[Data records Boundary: Start]
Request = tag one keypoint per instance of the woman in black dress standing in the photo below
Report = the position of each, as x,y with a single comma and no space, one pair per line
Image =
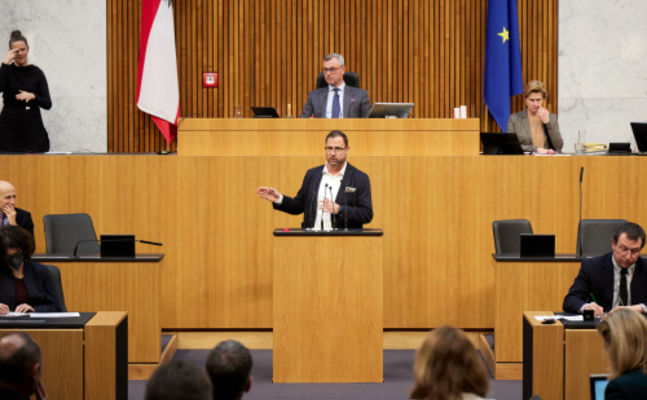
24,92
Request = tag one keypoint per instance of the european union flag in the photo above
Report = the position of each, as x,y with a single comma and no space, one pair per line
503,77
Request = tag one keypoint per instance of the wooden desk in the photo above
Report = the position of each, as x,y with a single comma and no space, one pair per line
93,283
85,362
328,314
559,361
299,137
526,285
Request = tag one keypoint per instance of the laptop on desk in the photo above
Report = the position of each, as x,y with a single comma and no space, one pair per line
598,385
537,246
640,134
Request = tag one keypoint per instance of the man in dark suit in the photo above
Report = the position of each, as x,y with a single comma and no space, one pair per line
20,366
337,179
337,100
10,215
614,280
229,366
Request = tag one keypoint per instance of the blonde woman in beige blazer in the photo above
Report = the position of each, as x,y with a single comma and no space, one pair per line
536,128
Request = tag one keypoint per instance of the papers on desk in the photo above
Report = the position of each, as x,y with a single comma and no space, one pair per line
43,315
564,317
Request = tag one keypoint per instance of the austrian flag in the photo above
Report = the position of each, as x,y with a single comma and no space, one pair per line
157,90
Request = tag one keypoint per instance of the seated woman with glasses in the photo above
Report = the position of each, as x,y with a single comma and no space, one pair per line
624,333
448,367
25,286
[Data records Boundary: End]
§ To do
Up to and including the line that holds "Request = tag one keypoint per instance of the laptop", restate word for word each line of the records from their start, and only those lines, leaving out the pictures.

§ Solution
Request = tag one keypoint per instance of the woman in black dress standing in the photo below
Report = the position of each, as x,y with a single comma and no space, one pair per line
Image =
24,92
Request = tag one keypoint per instance of the european union flag in the photo above
Report = the position of each, as x,y with a single comma and no space, one pair per line
503,77
Request = tag one keypoint per instance of the wooden desk in the photo above
Report = the position of each, as x,y with a single comma and no space, one pair per line
93,283
85,362
328,314
559,361
299,137
526,285
Request = tag one keypoint per instance of the laptop on desk in the photo above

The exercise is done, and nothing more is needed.